REQUIRED WORK: Rewrite the data below as a Markdown table with two columns, Row and Line, giving each nonblank line its own numbered row.

DATA:
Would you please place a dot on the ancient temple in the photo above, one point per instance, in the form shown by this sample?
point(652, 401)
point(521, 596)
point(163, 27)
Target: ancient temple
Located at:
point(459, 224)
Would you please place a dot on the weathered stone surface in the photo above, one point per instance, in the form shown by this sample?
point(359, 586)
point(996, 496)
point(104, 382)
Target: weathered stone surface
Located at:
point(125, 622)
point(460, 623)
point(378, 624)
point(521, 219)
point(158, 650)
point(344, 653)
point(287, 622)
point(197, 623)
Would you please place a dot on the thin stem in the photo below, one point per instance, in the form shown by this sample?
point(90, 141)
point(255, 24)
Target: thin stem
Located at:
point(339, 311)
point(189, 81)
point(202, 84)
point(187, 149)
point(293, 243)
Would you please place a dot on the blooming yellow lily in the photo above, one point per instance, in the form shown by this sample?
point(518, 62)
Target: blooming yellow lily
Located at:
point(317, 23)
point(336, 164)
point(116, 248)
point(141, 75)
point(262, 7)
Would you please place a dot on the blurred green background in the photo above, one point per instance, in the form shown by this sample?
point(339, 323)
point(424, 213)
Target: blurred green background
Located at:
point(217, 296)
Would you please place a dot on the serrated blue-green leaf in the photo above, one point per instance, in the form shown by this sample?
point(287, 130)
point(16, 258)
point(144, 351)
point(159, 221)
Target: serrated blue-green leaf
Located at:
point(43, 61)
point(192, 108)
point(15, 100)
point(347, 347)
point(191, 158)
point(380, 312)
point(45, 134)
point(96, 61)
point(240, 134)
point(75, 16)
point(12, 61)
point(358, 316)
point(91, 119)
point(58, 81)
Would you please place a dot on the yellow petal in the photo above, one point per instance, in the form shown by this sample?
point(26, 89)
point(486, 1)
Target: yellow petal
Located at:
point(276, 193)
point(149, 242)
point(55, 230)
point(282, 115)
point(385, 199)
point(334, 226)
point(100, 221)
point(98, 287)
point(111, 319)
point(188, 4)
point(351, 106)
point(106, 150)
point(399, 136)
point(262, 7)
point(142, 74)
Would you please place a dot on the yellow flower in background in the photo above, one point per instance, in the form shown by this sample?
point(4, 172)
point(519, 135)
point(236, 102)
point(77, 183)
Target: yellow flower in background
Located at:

PROBLEM SOLUTION:
| Row | Line |
|---|---|
| 1 | Would you please place a dot on the ancient temple in the photo above, one point per instance, in the form shown by this sample? |
| 2 | point(652, 401) |
| 3 | point(521, 596) |
| 4 | point(163, 27) |
| 5 | Target: ancient temple |
| 6 | Located at: |
| 7 | point(459, 224) |
| 8 | Would you please place a dot on the weathered stone surface in the photo above, one point per instance, in the form shown by this sample? |
| 9 | point(359, 586) |
| 10 | point(996, 496) |
| 11 | point(104, 382) |
| 12 | Target: weathered stone surface |
| 13 | Located at: |
| 14 | point(125, 622) |
| 15 | point(460, 623) |
| 16 | point(378, 624) |
| 17 | point(521, 219) |
| 18 | point(158, 650) |
| 19 | point(344, 653) |
| 20 | point(287, 622) |
| 21 | point(197, 623) |
| 22 | Would you please place a dot on the thin stem in the photo below, one point per instance, in the form shown by this sample? |
| 23 | point(90, 141) |
| 24 | point(255, 24) |
| 25 | Target: thin stem |
| 26 | Located at: |
| 27 | point(339, 311) |
| 28 | point(189, 81) |
| 29 | point(202, 84) |
| 30 | point(187, 149) |
| 31 | point(293, 243) |
| 32 | Would you please place a dot on the blooming yellow lily in the photo above, one point per instance, in the form shown by this sample? |
| 33 | point(518, 62) |
| 34 | Target: blooming yellow lily |
| 35 | Located at: |
| 36 | point(317, 23) |
| 37 | point(336, 164) |
| 38 | point(116, 248) |
| 39 | point(141, 75) |
| 40 | point(262, 7) |
| 41 | Would you please place a dot on the blurred green background in the photo above, one point per instance, in the form shown by this sample? |
| 42 | point(339, 323) |
| 43 | point(424, 213) |
| 44 | Target: blurred green background |
| 45 | Located at: |
| 46 | point(217, 296) |
| 47 | Would you please place a dot on the serrated blue-green leaf in the photo above, one point per instance, in the form shown by this sample? |
| 48 | point(287, 130) |
| 49 | point(16, 258) |
| 50 | point(144, 351) |
| 51 | point(159, 221) |
| 52 | Target: serrated blue-green leaf |
| 53 | Located at: |
| 54 | point(43, 61) |
| 55 | point(192, 108) |
| 56 | point(15, 100) |
| 57 | point(347, 347) |
| 58 | point(191, 158) |
| 59 | point(380, 312) |
| 60 | point(45, 134) |
| 61 | point(96, 61) |
| 62 | point(240, 134) |
| 63 | point(75, 16) |
| 64 | point(12, 61) |
| 65 | point(358, 316) |
| 66 | point(91, 119) |
| 67 | point(58, 81) |
| 68 | Would you please place a dot on the yellow petal in the photo above, one point per instance, in the form shown by this sample? |
| 69 | point(26, 89) |
| 70 | point(486, 1) |
| 71 | Target: yellow petal |
| 72 | Located at: |
| 73 | point(276, 193) |
| 74 | point(149, 242) |
| 75 | point(55, 230) |
| 76 | point(282, 115) |
| 77 | point(385, 199) |
| 78 | point(334, 226) |
| 79 | point(100, 221) |
| 80 | point(98, 287) |
| 81 | point(111, 319) |
| 82 | point(188, 4) |
| 83 | point(351, 106) |
| 84 | point(106, 150) |
| 85 | point(399, 136) |
| 86 | point(262, 7) |
| 87 | point(142, 74) |
| 88 | Would you please place a dot on the yellow flower in background in the photo above, one point per instance, in the form shown by this sample? |
| 89 | point(4, 172) |
| 90 | point(519, 135) |
| 91 | point(236, 102) |
| 92 | point(77, 183) |
| 93 | Target: yellow flower in background |
| 94 | Located at: |